> _ABOUT THIS TASK_:
Below are some records. Print exactly the lines between the one holding "Target: asphalt road" and the one holding "Where can the woman in navy", inclusive, and nothing else.

-- EXERCISE INPUTS follows --

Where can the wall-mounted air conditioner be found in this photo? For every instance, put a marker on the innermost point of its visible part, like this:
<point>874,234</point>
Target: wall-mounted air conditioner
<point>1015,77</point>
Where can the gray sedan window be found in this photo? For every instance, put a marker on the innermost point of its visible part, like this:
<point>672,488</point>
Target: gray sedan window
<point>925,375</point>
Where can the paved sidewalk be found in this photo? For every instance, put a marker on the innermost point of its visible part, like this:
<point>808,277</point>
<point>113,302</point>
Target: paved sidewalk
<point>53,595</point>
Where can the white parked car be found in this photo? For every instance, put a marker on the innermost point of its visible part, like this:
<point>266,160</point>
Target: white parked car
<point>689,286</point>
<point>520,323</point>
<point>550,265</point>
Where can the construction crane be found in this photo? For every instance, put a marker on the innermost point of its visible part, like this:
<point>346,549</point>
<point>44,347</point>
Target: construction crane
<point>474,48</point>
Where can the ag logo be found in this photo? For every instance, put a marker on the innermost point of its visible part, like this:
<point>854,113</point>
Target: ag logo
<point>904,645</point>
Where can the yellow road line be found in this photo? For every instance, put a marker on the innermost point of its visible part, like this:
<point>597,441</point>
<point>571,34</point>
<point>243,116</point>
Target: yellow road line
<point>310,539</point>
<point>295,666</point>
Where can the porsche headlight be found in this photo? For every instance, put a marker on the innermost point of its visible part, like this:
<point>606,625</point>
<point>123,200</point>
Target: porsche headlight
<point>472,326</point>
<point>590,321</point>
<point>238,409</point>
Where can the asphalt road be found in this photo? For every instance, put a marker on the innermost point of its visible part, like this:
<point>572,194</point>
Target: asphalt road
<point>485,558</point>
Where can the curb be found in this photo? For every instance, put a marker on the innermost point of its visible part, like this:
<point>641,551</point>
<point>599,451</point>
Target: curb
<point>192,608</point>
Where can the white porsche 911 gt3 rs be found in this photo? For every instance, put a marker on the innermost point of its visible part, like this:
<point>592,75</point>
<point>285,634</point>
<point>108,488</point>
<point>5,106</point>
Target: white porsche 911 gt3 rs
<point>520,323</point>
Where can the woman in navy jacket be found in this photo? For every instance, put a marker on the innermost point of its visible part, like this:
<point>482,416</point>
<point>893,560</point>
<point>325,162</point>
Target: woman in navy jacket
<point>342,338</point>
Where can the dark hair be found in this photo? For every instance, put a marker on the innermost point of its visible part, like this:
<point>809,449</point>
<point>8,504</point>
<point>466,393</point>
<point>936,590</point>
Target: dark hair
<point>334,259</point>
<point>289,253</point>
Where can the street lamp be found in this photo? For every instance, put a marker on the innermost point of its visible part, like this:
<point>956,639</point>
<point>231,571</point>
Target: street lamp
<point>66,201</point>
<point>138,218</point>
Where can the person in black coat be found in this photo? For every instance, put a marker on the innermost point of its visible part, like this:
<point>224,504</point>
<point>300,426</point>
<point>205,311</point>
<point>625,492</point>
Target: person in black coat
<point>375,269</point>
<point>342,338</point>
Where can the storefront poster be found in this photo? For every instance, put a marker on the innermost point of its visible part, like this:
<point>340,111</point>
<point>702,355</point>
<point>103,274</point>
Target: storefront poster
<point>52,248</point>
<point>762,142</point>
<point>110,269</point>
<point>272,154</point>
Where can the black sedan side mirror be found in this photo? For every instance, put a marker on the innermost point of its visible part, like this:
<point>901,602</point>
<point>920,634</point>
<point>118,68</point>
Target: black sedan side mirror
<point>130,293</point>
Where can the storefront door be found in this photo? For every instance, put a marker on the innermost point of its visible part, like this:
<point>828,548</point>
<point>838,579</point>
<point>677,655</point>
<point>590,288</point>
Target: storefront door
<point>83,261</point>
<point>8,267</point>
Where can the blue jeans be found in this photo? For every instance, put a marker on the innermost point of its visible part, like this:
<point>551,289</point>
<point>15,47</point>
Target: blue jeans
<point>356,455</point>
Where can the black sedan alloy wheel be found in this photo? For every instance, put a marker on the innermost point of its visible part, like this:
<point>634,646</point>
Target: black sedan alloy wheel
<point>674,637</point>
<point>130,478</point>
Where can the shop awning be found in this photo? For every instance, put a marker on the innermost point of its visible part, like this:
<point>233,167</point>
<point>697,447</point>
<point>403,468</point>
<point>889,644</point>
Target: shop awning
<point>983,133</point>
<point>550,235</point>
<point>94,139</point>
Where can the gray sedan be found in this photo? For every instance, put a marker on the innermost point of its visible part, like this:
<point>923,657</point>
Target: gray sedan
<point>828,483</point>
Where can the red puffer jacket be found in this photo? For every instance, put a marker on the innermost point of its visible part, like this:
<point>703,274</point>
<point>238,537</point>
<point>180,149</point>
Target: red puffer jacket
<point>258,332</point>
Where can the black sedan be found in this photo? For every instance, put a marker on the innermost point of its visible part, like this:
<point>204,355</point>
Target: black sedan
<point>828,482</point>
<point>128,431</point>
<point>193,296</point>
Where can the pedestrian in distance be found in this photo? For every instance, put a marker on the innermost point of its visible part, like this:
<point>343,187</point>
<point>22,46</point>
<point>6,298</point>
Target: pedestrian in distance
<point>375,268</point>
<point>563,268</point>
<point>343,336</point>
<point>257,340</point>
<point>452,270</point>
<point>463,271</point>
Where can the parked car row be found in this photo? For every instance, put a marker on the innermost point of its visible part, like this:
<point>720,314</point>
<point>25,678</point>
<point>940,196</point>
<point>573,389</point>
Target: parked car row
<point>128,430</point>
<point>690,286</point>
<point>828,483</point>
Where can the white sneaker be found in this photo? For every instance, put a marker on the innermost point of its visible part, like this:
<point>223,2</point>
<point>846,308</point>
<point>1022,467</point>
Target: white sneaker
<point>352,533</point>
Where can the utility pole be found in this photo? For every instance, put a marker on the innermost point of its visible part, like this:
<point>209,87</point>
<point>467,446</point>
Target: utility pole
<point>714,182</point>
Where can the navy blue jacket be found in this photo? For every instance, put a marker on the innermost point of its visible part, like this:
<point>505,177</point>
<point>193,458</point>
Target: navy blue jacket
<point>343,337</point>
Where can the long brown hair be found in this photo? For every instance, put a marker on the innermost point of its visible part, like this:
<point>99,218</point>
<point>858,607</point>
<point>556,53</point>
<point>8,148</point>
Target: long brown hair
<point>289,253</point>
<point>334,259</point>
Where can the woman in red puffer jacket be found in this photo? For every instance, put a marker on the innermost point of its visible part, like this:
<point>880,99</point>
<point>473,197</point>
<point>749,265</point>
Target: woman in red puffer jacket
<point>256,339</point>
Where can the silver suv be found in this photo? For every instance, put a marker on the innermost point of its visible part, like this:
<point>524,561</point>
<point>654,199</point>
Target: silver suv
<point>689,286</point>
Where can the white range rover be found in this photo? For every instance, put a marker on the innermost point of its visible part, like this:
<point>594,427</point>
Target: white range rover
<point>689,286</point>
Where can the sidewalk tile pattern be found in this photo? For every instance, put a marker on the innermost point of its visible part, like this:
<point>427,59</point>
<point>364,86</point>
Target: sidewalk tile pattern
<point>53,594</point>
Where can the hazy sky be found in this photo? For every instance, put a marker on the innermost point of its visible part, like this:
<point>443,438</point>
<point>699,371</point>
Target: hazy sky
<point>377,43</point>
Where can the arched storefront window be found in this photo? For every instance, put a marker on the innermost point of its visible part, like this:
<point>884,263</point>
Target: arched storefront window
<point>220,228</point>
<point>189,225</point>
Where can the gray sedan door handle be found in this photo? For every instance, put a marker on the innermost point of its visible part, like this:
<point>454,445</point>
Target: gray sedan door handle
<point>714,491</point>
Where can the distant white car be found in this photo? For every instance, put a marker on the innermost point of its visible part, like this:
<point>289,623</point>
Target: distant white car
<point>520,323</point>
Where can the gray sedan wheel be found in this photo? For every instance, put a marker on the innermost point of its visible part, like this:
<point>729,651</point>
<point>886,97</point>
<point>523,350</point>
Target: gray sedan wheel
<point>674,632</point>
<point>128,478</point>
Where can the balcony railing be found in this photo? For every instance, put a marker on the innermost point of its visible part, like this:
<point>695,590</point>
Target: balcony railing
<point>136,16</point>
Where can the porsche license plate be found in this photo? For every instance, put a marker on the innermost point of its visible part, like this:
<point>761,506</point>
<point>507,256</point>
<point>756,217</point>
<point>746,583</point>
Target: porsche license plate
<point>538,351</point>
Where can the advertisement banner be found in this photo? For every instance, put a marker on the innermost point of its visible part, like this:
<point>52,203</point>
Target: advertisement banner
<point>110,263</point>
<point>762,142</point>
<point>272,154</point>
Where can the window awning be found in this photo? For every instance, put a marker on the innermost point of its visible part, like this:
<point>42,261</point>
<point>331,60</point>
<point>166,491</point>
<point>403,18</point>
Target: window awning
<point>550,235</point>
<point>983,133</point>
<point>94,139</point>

-- EXERCISE INPUTS concluded --

> _ANSWER BOX_:
Target: asphalt road
<point>485,558</point>
Where can the curb be found in this photo? For every instance, put a marker on the innermost point of its visible part, like this:
<point>641,551</point>
<point>599,451</point>
Target: curb
<point>192,608</point>
Where can the white porsche 911 gt3 rs be found in this photo? For every instance, put a marker on the innermost point of its visible part, like this:
<point>592,75</point>
<point>285,634</point>
<point>108,488</point>
<point>5,106</point>
Target: white porsche 911 gt3 rs
<point>520,323</point>
Where can the woman in navy jacket be found in this photo? For every instance, put a marker on the innermost point of its visible part, like this:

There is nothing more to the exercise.